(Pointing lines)

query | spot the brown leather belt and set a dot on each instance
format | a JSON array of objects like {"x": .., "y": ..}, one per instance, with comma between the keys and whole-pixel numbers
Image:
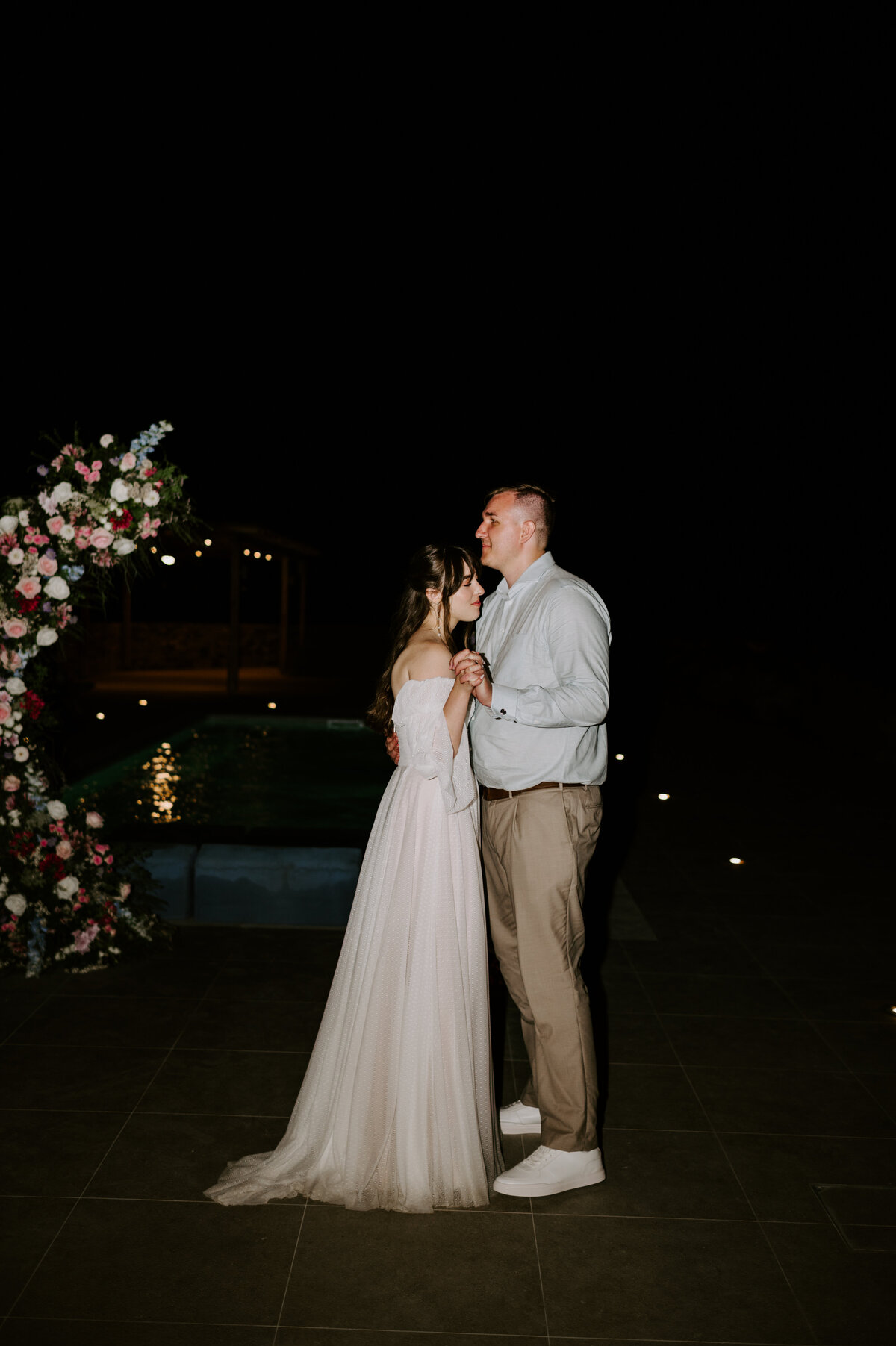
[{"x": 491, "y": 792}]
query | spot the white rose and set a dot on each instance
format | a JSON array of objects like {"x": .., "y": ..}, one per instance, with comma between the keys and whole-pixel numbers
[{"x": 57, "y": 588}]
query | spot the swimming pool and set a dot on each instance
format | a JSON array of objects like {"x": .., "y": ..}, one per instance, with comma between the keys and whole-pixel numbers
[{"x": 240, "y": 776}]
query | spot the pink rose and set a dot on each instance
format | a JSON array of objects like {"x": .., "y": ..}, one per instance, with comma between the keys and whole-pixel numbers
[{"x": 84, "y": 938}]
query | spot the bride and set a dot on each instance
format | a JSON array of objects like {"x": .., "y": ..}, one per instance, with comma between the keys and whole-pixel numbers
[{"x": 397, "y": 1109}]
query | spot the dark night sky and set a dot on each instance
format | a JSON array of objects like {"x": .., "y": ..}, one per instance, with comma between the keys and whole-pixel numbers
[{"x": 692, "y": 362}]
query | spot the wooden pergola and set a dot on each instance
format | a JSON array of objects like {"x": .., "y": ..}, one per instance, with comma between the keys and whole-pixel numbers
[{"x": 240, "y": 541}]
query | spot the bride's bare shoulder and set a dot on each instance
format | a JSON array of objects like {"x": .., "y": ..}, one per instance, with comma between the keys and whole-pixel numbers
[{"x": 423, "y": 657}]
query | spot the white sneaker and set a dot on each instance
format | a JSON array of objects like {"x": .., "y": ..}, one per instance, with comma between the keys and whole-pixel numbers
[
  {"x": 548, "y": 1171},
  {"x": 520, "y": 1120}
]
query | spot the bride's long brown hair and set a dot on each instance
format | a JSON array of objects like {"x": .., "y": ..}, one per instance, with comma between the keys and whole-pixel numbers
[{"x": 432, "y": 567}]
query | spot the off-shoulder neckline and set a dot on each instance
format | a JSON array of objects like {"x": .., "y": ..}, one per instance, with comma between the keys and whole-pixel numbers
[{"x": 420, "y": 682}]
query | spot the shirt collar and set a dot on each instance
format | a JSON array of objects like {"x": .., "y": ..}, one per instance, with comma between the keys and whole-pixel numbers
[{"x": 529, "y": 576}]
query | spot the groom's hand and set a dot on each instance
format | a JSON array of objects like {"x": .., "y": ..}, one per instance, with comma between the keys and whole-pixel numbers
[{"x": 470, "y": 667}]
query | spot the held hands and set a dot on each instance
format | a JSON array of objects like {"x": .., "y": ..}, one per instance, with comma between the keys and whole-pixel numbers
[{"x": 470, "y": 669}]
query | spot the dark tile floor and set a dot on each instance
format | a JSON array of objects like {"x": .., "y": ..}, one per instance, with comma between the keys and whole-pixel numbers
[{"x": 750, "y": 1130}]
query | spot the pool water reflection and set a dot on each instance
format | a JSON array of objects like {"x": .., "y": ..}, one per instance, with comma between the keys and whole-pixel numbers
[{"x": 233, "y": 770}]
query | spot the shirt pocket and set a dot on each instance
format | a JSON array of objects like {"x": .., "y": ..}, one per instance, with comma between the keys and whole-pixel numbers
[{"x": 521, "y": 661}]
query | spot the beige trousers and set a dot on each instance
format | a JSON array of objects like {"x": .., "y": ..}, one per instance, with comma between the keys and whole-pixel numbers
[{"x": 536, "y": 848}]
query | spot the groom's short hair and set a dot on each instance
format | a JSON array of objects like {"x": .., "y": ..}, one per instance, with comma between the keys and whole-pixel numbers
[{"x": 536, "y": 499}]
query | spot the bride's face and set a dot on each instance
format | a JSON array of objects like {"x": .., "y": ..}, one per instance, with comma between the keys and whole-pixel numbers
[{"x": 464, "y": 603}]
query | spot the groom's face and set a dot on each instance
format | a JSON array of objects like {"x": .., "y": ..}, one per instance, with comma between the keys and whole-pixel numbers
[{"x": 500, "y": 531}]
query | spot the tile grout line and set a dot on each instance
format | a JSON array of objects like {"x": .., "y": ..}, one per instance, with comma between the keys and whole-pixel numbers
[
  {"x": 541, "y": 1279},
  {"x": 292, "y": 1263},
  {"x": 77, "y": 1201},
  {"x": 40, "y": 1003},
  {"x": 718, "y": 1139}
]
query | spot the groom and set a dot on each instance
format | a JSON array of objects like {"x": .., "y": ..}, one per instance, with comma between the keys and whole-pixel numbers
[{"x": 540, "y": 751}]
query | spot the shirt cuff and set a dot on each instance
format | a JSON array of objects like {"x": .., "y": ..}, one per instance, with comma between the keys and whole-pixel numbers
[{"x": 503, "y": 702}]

--

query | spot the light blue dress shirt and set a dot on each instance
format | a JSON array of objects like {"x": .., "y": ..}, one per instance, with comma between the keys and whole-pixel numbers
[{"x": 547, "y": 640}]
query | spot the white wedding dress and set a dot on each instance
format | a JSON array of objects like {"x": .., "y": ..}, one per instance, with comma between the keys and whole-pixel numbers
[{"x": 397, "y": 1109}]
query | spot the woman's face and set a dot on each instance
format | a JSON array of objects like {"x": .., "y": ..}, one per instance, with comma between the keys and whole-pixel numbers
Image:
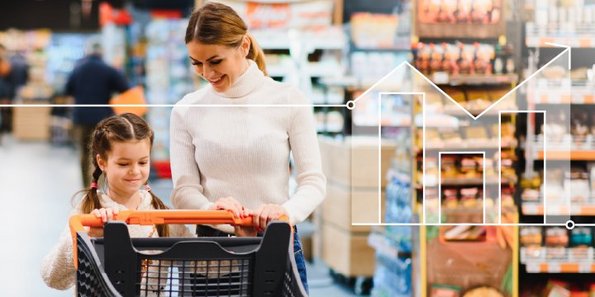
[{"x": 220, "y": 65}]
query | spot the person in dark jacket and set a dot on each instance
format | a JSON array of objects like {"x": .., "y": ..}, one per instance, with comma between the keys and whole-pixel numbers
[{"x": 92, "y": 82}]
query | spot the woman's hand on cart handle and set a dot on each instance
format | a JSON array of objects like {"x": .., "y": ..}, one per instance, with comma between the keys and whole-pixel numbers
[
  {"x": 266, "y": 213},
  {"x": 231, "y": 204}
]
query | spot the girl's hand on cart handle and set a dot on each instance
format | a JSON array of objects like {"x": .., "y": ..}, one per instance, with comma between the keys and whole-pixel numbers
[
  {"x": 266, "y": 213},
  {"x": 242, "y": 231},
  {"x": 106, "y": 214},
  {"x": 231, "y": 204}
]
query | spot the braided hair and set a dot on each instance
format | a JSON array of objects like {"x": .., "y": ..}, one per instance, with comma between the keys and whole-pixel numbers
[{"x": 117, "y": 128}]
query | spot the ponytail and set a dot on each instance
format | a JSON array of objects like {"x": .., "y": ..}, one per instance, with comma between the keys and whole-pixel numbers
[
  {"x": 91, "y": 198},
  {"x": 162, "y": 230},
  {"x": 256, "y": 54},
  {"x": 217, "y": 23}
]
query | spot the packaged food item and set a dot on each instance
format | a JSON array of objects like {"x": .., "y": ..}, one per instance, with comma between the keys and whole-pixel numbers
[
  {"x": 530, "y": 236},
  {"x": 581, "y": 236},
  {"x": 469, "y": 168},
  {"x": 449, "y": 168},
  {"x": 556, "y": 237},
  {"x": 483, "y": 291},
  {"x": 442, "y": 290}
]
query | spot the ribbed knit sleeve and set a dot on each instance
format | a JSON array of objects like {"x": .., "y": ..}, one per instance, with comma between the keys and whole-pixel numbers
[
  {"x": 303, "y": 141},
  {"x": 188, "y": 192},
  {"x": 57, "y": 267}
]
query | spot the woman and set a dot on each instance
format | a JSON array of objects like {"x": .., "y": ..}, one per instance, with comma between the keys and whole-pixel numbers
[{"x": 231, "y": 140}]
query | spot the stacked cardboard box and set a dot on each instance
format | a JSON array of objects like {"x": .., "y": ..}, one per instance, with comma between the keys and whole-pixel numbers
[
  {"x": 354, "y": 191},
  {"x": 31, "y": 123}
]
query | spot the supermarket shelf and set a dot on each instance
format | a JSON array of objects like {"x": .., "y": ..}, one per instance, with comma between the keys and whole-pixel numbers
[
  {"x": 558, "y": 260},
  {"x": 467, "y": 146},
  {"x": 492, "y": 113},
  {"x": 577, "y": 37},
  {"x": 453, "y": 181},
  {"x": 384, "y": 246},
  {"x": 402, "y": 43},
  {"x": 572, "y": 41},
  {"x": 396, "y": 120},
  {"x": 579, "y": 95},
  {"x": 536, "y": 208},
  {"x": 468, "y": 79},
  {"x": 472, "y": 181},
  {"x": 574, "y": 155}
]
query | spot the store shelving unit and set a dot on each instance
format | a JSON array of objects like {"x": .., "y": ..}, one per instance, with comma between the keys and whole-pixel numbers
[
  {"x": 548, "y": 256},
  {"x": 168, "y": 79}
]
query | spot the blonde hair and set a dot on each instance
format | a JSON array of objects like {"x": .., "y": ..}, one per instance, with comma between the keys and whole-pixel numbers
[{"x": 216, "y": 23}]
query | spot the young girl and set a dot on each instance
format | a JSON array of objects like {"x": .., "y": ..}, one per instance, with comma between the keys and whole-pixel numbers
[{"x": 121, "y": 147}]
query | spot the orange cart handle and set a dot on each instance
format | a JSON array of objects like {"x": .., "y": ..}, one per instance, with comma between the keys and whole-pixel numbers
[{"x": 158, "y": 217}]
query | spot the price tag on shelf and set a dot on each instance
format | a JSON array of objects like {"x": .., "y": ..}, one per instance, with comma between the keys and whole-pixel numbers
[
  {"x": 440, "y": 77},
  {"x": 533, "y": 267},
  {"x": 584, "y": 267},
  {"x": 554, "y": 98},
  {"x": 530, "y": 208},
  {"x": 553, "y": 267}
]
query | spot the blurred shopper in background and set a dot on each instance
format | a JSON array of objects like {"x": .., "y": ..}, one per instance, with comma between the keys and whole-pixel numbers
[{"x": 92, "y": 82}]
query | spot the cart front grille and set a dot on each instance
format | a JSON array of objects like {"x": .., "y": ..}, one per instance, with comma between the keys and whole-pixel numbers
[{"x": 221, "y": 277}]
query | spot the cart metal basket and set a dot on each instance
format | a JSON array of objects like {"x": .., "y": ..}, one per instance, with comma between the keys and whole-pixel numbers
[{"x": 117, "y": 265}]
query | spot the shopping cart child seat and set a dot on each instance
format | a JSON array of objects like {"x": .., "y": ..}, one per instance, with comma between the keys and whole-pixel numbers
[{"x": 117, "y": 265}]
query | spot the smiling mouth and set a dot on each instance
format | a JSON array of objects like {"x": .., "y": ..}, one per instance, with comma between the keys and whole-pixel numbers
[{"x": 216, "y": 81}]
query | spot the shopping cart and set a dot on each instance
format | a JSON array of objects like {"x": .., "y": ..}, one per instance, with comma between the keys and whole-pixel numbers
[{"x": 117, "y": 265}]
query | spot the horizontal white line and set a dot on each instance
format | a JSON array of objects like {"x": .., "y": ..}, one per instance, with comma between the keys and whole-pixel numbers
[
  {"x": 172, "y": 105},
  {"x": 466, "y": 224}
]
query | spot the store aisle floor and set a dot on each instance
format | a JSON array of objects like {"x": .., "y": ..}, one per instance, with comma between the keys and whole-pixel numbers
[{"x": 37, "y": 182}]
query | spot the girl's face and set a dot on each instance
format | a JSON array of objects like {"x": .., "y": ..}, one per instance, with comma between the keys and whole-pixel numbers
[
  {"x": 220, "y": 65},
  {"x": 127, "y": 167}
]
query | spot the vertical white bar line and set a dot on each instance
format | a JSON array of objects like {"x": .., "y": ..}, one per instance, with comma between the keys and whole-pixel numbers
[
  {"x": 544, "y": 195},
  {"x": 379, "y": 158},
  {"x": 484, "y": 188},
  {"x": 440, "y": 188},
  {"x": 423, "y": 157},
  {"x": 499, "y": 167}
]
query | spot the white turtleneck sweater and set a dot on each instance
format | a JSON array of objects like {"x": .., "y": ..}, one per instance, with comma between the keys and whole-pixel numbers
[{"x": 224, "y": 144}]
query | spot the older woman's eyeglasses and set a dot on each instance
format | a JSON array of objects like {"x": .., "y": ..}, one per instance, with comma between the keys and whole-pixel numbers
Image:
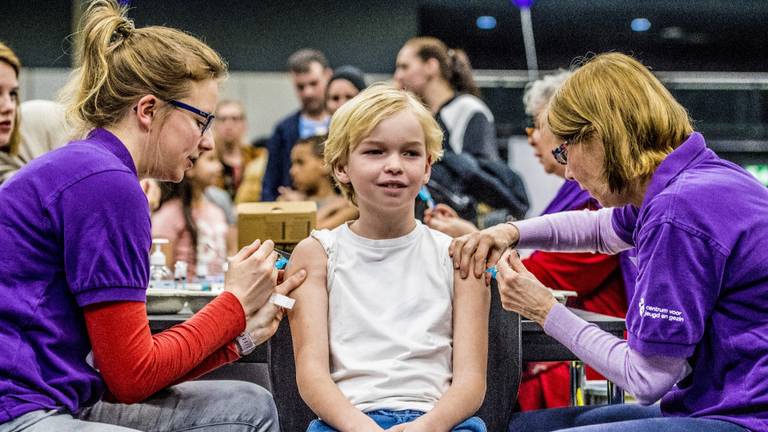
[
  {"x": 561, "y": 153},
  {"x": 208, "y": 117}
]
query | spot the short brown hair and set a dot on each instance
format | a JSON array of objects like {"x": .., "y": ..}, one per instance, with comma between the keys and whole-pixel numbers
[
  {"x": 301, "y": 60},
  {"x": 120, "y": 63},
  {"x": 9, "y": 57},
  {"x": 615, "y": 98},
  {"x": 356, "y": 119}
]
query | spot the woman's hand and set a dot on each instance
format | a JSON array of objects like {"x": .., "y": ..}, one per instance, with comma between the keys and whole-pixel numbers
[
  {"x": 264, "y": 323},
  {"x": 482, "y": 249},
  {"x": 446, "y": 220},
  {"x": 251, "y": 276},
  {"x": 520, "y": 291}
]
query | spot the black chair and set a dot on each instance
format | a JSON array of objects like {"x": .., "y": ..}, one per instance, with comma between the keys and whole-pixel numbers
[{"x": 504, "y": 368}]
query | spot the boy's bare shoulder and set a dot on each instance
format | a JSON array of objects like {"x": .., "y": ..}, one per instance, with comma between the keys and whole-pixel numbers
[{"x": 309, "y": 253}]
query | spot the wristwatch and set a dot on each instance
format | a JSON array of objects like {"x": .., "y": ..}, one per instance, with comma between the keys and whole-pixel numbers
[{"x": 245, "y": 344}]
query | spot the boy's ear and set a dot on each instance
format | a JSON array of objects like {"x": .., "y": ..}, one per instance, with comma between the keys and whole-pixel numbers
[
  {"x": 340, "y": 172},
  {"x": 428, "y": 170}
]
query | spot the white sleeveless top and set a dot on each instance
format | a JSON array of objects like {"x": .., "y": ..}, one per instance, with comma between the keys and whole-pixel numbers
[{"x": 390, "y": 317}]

→ **WHAT YOU ARE ASKED TO DO**:
Extract every line above that contains the word "dress". Case counts.

→ **WORKED SOLUTION**:
query | spot the light blue dress shirt and set a dot on each instance
query | spot the white wedding dress and set a dot on each instance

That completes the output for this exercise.